_WORK TASK_. Every line from the line containing "(1105, 484)" through the final line below is to be repeated exactly; no other line is.

(Referring expression pointing data)
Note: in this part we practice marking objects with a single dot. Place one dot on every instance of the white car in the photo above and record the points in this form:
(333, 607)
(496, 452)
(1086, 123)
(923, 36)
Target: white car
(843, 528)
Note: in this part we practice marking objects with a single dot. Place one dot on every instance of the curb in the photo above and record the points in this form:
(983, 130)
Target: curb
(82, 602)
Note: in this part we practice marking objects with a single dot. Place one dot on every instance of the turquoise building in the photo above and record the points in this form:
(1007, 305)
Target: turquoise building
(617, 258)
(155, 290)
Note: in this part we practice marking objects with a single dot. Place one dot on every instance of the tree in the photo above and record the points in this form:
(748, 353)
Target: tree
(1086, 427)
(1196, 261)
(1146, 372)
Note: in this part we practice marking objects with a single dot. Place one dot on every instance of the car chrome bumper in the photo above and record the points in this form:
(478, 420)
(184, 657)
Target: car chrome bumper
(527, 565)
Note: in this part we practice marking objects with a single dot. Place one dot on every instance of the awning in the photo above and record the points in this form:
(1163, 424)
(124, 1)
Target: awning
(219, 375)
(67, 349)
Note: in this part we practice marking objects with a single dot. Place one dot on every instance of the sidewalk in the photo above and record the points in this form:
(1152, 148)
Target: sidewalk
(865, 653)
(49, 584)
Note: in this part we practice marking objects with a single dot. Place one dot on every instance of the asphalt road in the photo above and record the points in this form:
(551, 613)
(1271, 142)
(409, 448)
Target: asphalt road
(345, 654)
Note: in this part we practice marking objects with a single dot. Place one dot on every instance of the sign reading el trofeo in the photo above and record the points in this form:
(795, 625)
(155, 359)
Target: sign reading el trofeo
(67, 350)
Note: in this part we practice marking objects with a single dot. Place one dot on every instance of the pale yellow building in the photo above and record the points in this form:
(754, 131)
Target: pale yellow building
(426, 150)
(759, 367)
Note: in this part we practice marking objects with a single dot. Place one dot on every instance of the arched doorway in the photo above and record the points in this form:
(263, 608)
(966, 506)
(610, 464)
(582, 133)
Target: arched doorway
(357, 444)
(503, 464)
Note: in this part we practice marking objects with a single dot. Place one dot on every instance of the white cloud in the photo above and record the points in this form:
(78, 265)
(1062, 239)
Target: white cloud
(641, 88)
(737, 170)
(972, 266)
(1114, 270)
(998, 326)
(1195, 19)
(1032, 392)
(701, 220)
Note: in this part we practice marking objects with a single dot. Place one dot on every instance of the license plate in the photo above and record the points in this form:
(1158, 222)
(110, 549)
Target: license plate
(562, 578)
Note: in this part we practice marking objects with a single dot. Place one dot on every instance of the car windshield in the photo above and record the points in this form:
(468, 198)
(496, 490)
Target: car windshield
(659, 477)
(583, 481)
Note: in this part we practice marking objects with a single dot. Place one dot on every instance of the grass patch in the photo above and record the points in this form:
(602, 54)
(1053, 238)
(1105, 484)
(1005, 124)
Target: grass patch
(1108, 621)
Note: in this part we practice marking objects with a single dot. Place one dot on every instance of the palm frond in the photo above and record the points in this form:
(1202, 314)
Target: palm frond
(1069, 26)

_REPLY_.
(1105, 484)
(1005, 124)
Target: grass patch
(1108, 621)
Note: in this part we practice marking objects with a single dot. Place one dot on every instance of the palm frond in the photo above and record the points in this form:
(1202, 314)
Target: palm frond
(1069, 26)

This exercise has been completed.